#### EXERCISE BRIEF
In the blog post on trans sexuality, which national event does the writer name as a space where room for this conversation is hard to find?

#### DOCUMENT EXCERPT
This is a part two to last year’s Learning to be Loved*. Teri’s a part (intermittently) of a certain Facebook group for transgender people, which will remain unnamed, which I joined briefly last year and went running from, arms flailing and mouth screaming. And it’s a great example of how few safe spaces there are to have a constructive conversation about the sexuality of mono-amorous, relationship-oriented, yet proudly sexual trans people. There recently was a blow-up over there (I’ll check and see if Teri left the group again – yep, he did) related to who, how, and when a person could be attracted to a trans body (like mine). A blowup that did not include a productive conversation on this topic**.
No, sir, I plead not guilty
Even in our national spaces, like First Event, one struggles to find room for this conversation. I was able to sneak my way into some excellent seminars, led by trans men and about trans masculine sexuality***, and this was pretty great. I made some new friends, and I brought home something**** autographed for Teri (do go check out Mitch’s site, too, he’s so cool) to spark further discussion back home. A discussion about queering heterosexuality, alongside the conversation about what trans men can contribute to a desperately needed reboot of manhood.
Go buy this book, for serious
But, so, with my recent Mira Goes Het article, I focused on the relationship between our heteroqueer relationship and the heteropatriarchy. I want to return back to the ground of that even older post, and this question of the feminine body as an object of desire, and the extension to the situation in which that feminine body is a trans woman’s body, or, well, in this case, my body. Back in one of those panels, someone said something interesting, and noteworthy for its non-provocativeness. He said, basically, “You know, I date everyone except cis guys.” This was non-controversial … it basically extracted chuckles and knowing nods. And “Honey, I feel you, I dated a cis guy, once.” I did feel badly for the one cis gay guy present, but then again, he made a comment something along the lines of, “You know, if my partner has a vagina, I’m going to want to penetrate that” and… well, there are just no words.
Also at First Event. I don’t want to just make fun of him… well, maybe for that last bit. But how do we get to being sexual without the weirdness?
So then, on Facebook, this morning, there was this interaction Teri had with a fella who was attracted to trans women (specifically/exclusively). This person was attacked, fairly mercilessly, as one of those “tranny chasers.” The only space that was opened for anyone to be attracted to a trans woman was the absurdist reduction of “trans women and cis women are exactly the same” (I’ve seen trans women take, also, the polemical position that they wouldn’t consider any lesbian an ally unless they would openly pledge, ridiculously, that they would date any trans woman). Apparently, another trans guy (because Teri’s myDear Future Husband) chimed in and was open about his own attraction to trans women. That was “okay” because he was one of “us.” In contrast, the original poster (OP for you OG’s) was cisgender, and so he was… disgusting. A pervert. The difference between these statements, how they were perceived, and where they came from, was — is — worrisome to me.

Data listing
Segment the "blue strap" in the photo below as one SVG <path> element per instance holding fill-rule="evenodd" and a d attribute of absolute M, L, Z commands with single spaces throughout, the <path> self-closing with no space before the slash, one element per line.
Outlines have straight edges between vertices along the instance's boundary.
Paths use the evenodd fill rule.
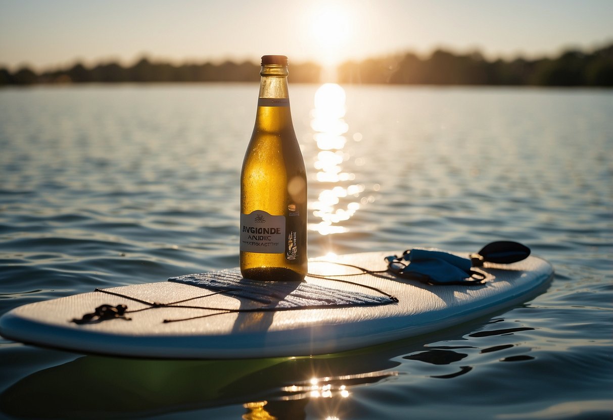
<path fill-rule="evenodd" d="M 443 251 L 414 248 L 386 260 L 396 275 L 430 284 L 479 283 L 485 278 L 471 269 L 470 260 Z"/>

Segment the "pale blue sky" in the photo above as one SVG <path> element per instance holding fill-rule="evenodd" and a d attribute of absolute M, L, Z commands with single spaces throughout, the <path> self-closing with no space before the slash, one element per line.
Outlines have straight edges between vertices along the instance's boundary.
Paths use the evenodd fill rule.
<path fill-rule="evenodd" d="M 0 66 L 337 62 L 440 46 L 530 57 L 611 42 L 613 0 L 0 0 Z"/>

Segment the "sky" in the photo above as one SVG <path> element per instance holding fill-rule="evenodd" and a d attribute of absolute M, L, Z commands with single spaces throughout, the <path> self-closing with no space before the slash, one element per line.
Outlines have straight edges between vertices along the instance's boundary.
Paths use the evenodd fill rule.
<path fill-rule="evenodd" d="M 609 43 L 612 21 L 613 0 L 0 0 L 0 66 L 333 65 L 440 47 L 530 58 Z"/>

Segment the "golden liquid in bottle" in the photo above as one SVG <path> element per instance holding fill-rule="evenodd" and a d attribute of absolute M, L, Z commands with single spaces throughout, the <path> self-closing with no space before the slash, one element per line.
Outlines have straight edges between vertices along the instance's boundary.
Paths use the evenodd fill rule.
<path fill-rule="evenodd" d="M 256 124 L 241 173 L 240 270 L 243 277 L 252 280 L 302 280 L 307 271 L 306 176 L 292 124 L 287 67 L 270 70 L 263 66 L 261 74 Z M 243 217 L 254 211 L 265 219 L 261 223 L 264 229 L 257 223 L 243 223 Z M 278 216 L 284 220 L 275 218 Z M 280 234 L 268 234 L 267 223 L 272 219 L 281 227 L 275 231 Z M 249 229 L 255 229 L 253 234 L 246 231 Z M 245 250 L 246 238 L 255 238 L 247 241 L 257 246 Z"/>

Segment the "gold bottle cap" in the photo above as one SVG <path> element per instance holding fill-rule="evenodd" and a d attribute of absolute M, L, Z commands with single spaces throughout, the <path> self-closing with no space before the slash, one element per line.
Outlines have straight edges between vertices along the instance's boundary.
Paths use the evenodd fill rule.
<path fill-rule="evenodd" d="M 280 64 L 281 66 L 287 65 L 287 58 L 285 56 L 262 56 L 262 65 L 266 64 Z"/>

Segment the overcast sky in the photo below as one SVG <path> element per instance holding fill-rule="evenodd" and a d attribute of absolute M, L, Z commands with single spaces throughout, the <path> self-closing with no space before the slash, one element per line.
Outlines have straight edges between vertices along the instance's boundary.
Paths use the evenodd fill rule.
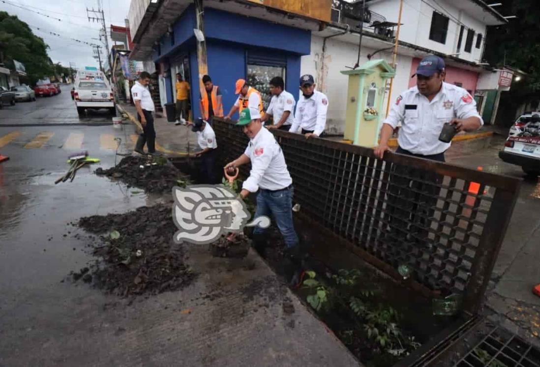
<path fill-rule="evenodd" d="M 92 39 L 93 38 L 99 38 L 100 24 L 98 25 L 96 22 L 89 22 L 86 17 L 86 8 L 91 9 L 93 7 L 97 10 L 98 0 L 6 1 L 6 3 L 0 2 L 0 10 L 17 16 L 19 19 L 31 26 L 34 34 L 43 38 L 49 45 L 50 49 L 48 52 L 53 62 L 60 62 L 65 66 L 69 66 L 70 62 L 75 63 L 78 67 L 98 66 L 97 60 L 92 58 L 93 53 L 91 46 L 70 39 L 75 38 L 103 45 L 99 39 Z M 127 17 L 131 0 L 101 0 L 101 2 L 107 27 L 110 27 L 111 24 L 124 26 L 124 19 Z M 9 3 L 49 15 L 51 17 L 48 18 L 36 12 L 17 8 Z M 57 18 L 62 20 L 58 21 Z M 38 27 L 42 30 L 32 28 L 32 26 Z M 49 32 L 53 32 L 62 37 L 50 35 Z M 110 33 L 110 30 L 107 28 L 107 35 Z M 109 47 L 114 44 L 110 38 L 109 42 Z"/>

#### REPLY TO THE EXERCISE
First Event